Extracted records

────

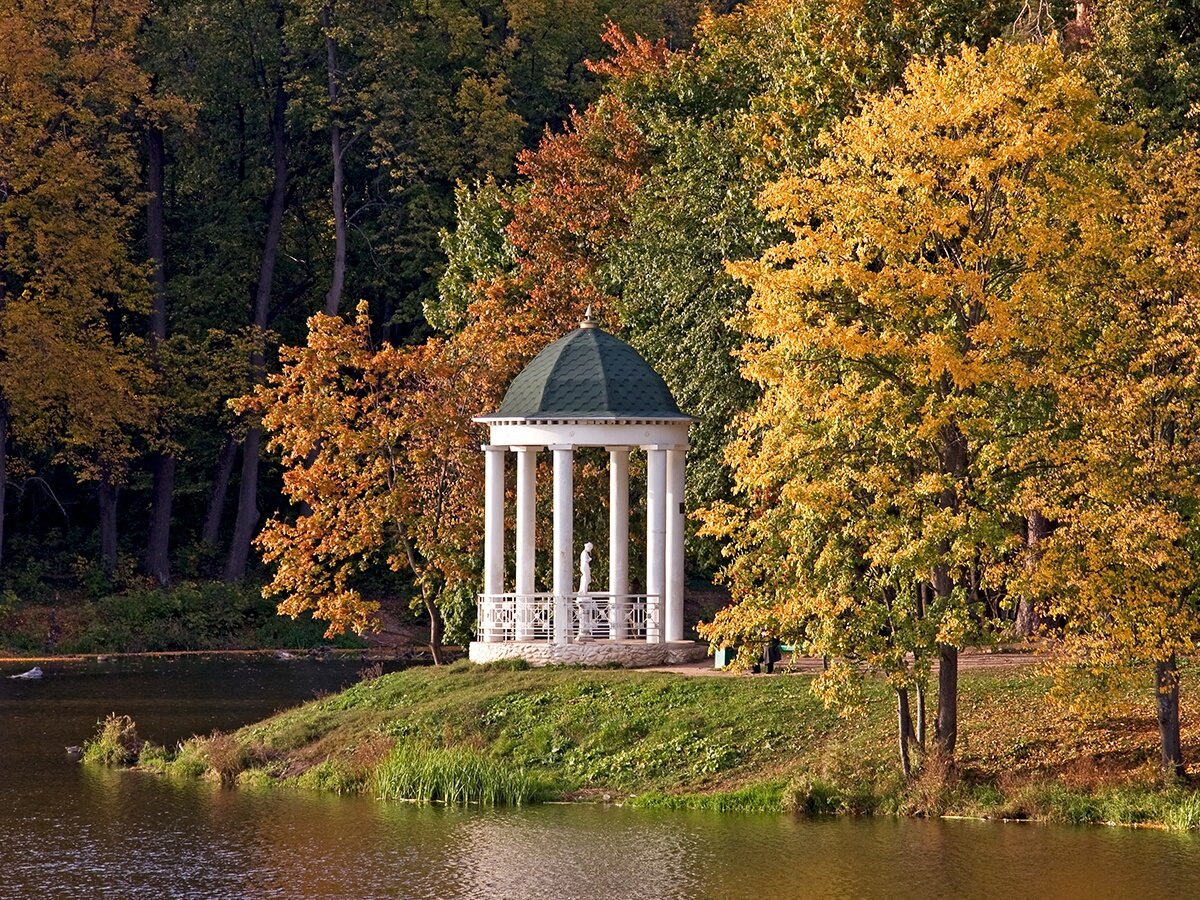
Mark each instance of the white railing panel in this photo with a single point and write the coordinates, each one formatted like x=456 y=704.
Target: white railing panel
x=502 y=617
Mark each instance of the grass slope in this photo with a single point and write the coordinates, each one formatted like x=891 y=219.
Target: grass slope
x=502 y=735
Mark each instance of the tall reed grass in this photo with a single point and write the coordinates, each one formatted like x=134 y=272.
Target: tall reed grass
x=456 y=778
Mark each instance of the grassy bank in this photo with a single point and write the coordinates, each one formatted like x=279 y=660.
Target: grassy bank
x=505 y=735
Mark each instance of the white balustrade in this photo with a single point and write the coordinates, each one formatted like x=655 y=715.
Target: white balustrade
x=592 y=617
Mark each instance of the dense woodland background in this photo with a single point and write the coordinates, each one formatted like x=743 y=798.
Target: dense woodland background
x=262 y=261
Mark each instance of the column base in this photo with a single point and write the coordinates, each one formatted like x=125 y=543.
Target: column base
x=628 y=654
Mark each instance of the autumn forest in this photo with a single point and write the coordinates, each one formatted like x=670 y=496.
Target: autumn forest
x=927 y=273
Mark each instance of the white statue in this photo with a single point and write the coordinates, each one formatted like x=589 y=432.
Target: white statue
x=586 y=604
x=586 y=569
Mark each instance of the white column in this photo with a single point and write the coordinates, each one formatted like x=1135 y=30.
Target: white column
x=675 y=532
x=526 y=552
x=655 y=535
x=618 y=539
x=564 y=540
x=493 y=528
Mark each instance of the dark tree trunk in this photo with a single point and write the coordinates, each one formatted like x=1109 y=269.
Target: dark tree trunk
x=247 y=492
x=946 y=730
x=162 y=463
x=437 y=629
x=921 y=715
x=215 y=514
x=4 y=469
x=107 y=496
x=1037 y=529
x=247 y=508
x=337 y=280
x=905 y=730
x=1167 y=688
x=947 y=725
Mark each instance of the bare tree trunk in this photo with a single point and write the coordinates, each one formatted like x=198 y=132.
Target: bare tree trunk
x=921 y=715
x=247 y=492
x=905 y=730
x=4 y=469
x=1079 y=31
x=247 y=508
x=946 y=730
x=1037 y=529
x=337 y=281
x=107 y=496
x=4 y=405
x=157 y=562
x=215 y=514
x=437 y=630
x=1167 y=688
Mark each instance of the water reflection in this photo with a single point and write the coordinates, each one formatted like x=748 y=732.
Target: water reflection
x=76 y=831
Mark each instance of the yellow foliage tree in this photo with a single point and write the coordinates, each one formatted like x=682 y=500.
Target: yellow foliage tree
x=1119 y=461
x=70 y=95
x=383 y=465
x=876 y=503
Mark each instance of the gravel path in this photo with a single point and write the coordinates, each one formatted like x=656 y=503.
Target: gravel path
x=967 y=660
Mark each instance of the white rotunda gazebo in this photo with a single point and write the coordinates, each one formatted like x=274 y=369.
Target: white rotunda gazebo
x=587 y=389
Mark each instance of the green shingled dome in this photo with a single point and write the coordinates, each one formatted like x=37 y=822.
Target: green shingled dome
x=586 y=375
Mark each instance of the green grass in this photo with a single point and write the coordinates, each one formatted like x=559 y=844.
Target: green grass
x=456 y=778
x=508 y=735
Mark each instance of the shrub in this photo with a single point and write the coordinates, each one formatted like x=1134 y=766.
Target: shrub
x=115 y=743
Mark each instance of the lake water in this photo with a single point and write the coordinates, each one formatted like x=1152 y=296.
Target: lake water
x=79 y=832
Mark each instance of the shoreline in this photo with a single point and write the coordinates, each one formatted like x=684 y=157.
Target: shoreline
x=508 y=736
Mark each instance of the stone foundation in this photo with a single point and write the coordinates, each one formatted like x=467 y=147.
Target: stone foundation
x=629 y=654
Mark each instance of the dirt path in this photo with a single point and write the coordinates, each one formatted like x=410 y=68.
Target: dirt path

────

■ How to complete this task ■
Copy out all the data above exactly as written. Skip the pictures.

■ Output for this task ■
Mark each instance of the white railing panel in this photo with a single point and write the coordinates, each one formatted like x=456 y=704.
Target: white railing panel
x=502 y=617
Mark each instance of the grass slope in this photo with a single point and write the coordinates, each one formatted like x=891 y=219.
Target: grass slope
x=502 y=735
Mark each instance of the tall reed grass in this photo with a single point and write the coordinates, each one formatted like x=134 y=272.
Target: tall reed grass
x=456 y=778
Mark each instance of the grassy bank in this photo with a single point and write the coordinates, each one formatted like x=279 y=660.
Target: grassy bank
x=505 y=735
Mark each instance of the white balustrade in this photo with a single point and write the coordinates, each one formatted like x=655 y=715.
Target: white balustrade
x=592 y=617
Mark each instance of the dense woodland background in this photo with a single point and write the coordinates, each one formatted like x=743 y=798.
Target: dense woodland background
x=262 y=261
Mark each instance of the column base in this photo with a single point and write the coordinates, each one formatted like x=125 y=543.
Target: column base
x=628 y=654
Mark each instance of the autumn forest in this photo with a single point and write the coordinates, each one formatted like x=670 y=496.
Target: autumn forest
x=927 y=273
Mark each instance of the white statue in this photo with a single point and write the coordinates, each one formatted like x=589 y=432.
Target: white statue
x=586 y=604
x=586 y=569
Mark each instance of the white column in this photo with a single point and write the coordinates, each one formatted like x=1135 y=30.
Target: white column
x=675 y=532
x=526 y=552
x=655 y=535
x=618 y=539
x=564 y=540
x=493 y=528
Mark each instance of the dark tree trunk in this photo with a single point and write the coordinates, each one formatted like x=1109 y=269.
Target: dark tree trunk
x=247 y=492
x=946 y=730
x=162 y=463
x=437 y=629
x=921 y=715
x=215 y=514
x=4 y=469
x=107 y=496
x=1037 y=529
x=247 y=508
x=337 y=280
x=905 y=730
x=1167 y=688
x=947 y=725
Mark each instance of the bare tree trunk in this photo with a single point and write the coordinates, each one formatted like x=198 y=132.
Target: bare tree trunk
x=921 y=715
x=247 y=492
x=905 y=730
x=4 y=469
x=1079 y=31
x=247 y=508
x=946 y=730
x=1037 y=529
x=337 y=281
x=107 y=496
x=4 y=405
x=157 y=562
x=215 y=514
x=437 y=630
x=1167 y=688
Mark each instance of the water reflection in this photo with a single point and write the coordinates, each one formatted like x=748 y=732.
Target: water reflection
x=76 y=831
Mark each instance of the yellow foliage tree in this photo with a single point and write the coordinates, each one formatted like x=682 y=500.
Target: yellow foliage tree
x=1119 y=461
x=70 y=95
x=383 y=465
x=876 y=503
Mark each instance of the gravel path in this photo with a single point and write the coordinates, each one formatted like x=656 y=503.
Target: gravel path
x=967 y=660
Mark each instance of the white rotunda gazebo in this photo with a single point and write the coordinates, each one formatted like x=274 y=369.
Target: white rotunda gazebo
x=587 y=389
Mark each instance of the green shingled dome in this photo with a single point and write the coordinates, each one formatted like x=37 y=822.
Target: green shingled dome
x=586 y=375
Mark each instance of the green grass in this photo with a single point and write the coordinates, each one formatted like x=559 y=844.
Target: green grass
x=456 y=778
x=508 y=735
Mark each instance of the shrub in this photo with a single point and write the coordinates, each one formatted like x=1134 y=766.
Target: shrub
x=115 y=743
Mark each instance of the lake water in this photo with a single point and write the coordinates, each one formatted like x=1152 y=296.
Target: lake water
x=79 y=832
Mark each instance of the shoreline in this photo with a single point and write the coordinates, each one formatted like x=684 y=157.
Target: shoreline
x=508 y=736
Mark each instance of the stone foundation in this photo with a single point and write the coordinates, each one formatted like x=467 y=147.
Target: stone foundation
x=629 y=654
Mark each instance of the dirt path in this photo with a single point and write the coordinates, each one formatted like x=410 y=68.
Target: dirt path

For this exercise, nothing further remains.